--- START ---

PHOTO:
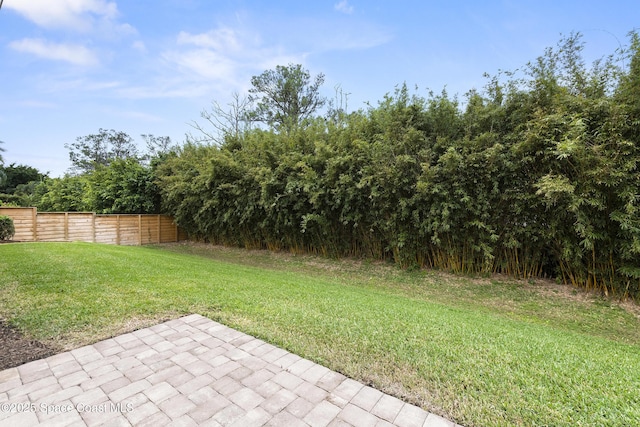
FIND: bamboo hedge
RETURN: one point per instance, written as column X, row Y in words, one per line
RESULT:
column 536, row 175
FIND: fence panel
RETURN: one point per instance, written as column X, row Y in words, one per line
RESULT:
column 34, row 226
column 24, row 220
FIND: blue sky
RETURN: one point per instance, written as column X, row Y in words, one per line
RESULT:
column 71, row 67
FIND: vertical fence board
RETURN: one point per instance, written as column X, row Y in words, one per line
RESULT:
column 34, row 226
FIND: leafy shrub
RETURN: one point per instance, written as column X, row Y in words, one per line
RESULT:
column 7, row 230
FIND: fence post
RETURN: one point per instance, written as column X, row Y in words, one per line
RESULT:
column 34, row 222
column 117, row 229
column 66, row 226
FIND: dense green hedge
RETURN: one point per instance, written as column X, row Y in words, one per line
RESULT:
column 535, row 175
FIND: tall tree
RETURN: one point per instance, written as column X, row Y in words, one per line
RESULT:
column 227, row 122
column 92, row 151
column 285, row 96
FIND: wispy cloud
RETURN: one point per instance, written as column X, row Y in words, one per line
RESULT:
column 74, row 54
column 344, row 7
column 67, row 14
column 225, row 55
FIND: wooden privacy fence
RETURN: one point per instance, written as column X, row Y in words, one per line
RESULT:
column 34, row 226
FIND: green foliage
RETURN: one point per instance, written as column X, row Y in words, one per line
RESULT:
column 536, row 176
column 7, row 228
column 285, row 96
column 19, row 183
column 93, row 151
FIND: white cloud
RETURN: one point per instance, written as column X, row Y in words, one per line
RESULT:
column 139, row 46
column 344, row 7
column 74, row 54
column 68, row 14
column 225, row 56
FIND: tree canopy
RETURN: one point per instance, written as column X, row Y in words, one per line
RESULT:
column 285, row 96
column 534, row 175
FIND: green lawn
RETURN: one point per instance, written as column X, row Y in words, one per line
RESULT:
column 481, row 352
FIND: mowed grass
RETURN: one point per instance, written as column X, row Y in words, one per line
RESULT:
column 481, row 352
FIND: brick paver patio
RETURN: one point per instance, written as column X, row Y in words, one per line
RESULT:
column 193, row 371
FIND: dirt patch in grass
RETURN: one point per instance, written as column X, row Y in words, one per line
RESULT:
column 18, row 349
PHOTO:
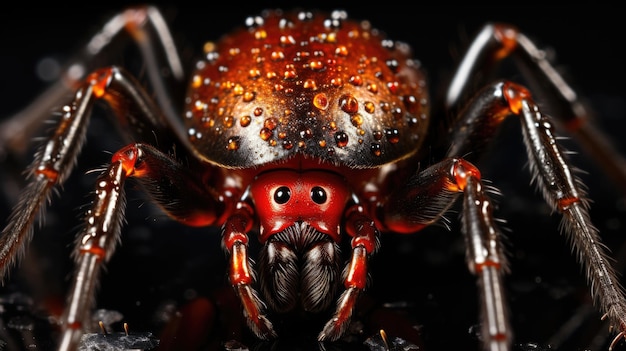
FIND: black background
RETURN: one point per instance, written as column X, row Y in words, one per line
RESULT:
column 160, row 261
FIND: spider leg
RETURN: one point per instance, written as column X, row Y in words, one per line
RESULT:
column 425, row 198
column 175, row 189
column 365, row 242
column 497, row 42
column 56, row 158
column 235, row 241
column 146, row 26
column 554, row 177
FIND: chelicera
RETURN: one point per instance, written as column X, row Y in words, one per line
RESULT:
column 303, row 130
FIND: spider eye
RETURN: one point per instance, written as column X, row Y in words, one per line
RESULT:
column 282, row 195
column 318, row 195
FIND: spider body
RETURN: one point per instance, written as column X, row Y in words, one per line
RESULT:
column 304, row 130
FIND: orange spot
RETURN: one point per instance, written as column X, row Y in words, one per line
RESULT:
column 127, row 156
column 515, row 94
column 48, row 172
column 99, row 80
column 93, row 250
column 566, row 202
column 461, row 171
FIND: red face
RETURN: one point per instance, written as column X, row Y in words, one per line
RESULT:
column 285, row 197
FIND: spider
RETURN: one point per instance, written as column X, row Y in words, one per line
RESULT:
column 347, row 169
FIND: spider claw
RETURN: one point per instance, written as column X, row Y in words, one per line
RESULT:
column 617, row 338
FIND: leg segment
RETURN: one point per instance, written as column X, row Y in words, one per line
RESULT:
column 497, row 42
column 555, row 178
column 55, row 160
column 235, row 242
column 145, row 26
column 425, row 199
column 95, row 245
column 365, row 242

--- END ---

EXERCISE DETAILS -> Filter the records above down to the lines that hold the string "green".

RESPONSE FOR THIS EXERCISE ->
FIND: dense green hedge
FIND: green foliage
FIND: green lawn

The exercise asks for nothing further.